• Reading text
Posted: Jul 01, 2015 1:57 am
by Leucius Charinus
Spearthrower wrote:
Leucius Charinus wrote: *snip*

Anyway that's something I put together some time ago but looks like it fits the discussion of the OP.

Criticisms are welcomed.




Great post! :cheers:

It's 2am, and I expect my brain's not really going to explain this well, but the one key element that I feel lacking in your model is something indicating that the process continues looping around and around over the years and generations as new evidence comes to light.


Thanks for making that point. It's probably not clear from the diagram but the process being described is supposed to be completely dynamic. That is, it is iterative. Change one hypothesis and the hypothetical conclusion could change. Add one new item of evidence, allocate hypotheses about that item, and then rerun the process again. ETC ETC ETC. The schematic was designed to represent a computer simulation and as such is dynamic. That was the intention.


The 'theoretical conclusions' don't exist in a bubble, isolated from the past, and nor, really, do the items of evidence; they exist within a tradition or a paradigm where 'theoretical conclusions' will tend to amass and be consilient with each other, but a new discovery can throw them all out or transform them beyond recognition.


I totally agree that the theoretical conclusions can and do influence the selection of hypotheses one chooses to be associated with the evidence items. This aspect of the process is not really made explicit in the schematic of the process, and perhaps it should be. Theoretical conclusions obviously - via consilience - will ultimately begin to influence researchers to select those hypotheses (associated with the evidence) which generate known conclusions. The question then needs to be asked whether there is also a process of consilience in the selection of hypotheses. And there obviously are many such examples of consensus.

• Data rows
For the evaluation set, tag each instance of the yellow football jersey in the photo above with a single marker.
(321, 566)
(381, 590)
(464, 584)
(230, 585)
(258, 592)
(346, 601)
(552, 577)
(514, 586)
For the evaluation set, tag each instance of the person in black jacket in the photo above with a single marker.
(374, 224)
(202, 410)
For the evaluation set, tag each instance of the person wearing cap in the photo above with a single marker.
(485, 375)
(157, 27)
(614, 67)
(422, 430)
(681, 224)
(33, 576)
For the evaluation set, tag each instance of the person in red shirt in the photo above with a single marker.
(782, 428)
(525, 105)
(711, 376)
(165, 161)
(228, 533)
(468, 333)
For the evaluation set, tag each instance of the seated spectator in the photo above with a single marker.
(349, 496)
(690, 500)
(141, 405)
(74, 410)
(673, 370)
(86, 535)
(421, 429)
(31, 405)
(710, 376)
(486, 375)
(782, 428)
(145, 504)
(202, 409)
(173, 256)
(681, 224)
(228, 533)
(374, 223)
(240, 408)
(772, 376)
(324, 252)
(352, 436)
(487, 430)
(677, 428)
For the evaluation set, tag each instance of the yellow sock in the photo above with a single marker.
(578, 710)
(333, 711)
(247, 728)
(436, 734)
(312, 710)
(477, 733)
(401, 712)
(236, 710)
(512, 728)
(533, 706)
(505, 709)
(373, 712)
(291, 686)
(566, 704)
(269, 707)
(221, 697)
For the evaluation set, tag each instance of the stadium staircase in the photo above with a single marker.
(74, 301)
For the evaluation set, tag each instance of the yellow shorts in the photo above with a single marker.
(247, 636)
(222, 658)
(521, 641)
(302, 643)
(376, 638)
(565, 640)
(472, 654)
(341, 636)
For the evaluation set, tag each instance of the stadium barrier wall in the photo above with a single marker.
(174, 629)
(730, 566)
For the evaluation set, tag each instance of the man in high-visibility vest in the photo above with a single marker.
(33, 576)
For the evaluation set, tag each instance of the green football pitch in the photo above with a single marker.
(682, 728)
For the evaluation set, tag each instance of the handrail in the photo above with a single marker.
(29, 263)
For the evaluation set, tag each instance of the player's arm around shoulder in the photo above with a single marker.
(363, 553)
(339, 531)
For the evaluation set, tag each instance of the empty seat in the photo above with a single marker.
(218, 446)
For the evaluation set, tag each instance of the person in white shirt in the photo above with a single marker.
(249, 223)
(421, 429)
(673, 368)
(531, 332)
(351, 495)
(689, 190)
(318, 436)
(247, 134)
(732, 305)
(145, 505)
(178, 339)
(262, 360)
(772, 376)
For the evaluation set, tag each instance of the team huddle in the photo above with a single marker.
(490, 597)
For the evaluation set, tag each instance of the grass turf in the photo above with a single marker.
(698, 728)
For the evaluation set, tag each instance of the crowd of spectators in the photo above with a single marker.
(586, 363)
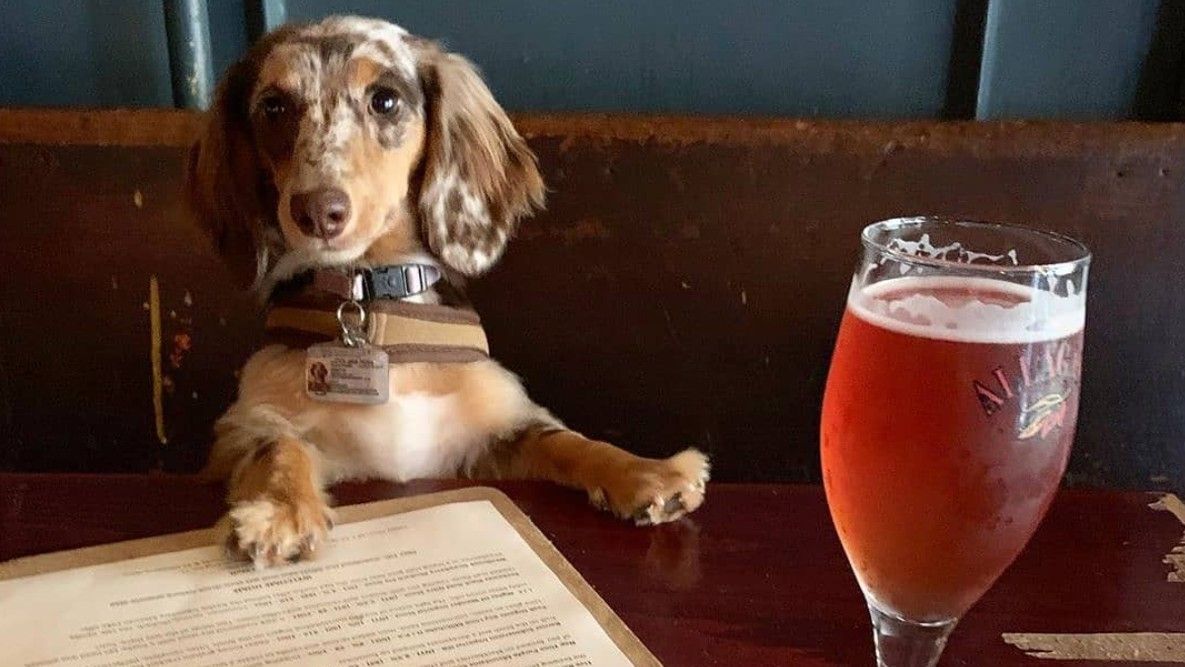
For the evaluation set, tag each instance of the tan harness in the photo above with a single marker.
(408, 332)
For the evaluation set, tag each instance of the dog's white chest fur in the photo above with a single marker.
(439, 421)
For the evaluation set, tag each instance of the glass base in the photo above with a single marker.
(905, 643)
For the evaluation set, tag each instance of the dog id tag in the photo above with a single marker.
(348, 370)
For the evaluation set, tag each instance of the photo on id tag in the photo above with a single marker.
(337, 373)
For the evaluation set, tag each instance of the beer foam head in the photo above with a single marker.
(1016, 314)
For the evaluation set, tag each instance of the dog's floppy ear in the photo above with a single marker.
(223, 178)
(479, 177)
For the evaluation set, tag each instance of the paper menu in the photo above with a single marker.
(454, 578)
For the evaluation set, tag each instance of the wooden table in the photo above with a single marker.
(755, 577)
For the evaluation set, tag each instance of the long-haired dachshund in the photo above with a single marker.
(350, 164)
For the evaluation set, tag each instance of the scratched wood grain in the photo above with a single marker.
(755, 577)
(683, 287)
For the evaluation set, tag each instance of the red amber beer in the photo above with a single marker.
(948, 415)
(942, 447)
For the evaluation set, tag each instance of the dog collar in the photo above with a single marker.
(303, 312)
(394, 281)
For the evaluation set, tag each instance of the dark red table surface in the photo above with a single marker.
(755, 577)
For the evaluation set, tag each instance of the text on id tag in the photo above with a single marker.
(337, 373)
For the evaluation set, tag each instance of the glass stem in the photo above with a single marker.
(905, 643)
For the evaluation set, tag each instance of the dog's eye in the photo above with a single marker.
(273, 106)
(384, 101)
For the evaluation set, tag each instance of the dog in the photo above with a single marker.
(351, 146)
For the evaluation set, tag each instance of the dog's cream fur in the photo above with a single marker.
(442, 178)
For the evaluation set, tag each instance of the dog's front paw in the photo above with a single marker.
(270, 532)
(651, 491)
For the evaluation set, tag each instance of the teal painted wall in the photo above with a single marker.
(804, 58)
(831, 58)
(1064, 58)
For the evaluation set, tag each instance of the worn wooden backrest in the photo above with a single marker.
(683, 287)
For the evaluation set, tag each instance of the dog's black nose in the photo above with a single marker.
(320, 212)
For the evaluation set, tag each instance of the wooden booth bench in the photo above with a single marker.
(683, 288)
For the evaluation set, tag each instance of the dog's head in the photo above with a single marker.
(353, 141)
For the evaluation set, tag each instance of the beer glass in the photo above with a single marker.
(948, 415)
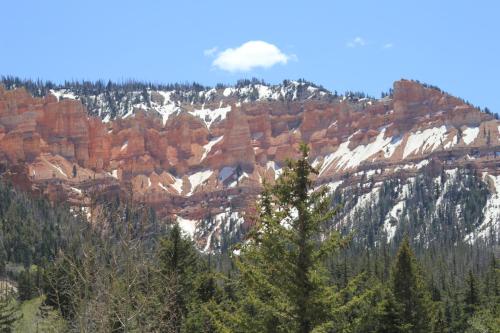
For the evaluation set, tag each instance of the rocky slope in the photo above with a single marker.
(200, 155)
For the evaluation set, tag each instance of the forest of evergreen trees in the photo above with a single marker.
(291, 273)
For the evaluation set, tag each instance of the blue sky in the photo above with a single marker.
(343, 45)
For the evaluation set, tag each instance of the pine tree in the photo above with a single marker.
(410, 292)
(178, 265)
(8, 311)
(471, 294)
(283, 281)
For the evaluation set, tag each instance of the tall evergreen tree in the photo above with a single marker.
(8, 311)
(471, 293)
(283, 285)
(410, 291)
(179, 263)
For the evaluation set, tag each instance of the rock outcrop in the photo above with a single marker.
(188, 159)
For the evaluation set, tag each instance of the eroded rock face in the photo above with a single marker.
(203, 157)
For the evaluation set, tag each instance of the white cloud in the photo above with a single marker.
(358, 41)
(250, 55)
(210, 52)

• Short problem
Please say whether each statement agrees with the forum post, answering yes or no and quoting the deciding words: (a) The schematic was meant to represent a computer simulation. (b) The schematic makes explicit how theoretical conclusions influence the choice of hypotheses. (c) Criticisms were invited. The rows are separate material and are not part of the forum post.

• Written solution
(a) Yes: "The schematic was designed to represent a computer simulation and as such is dynamic."
(b) No: "This aspect of the process is not really made explicit in the schematic of the process"
(c) Yes: "Criticisms are welcomed."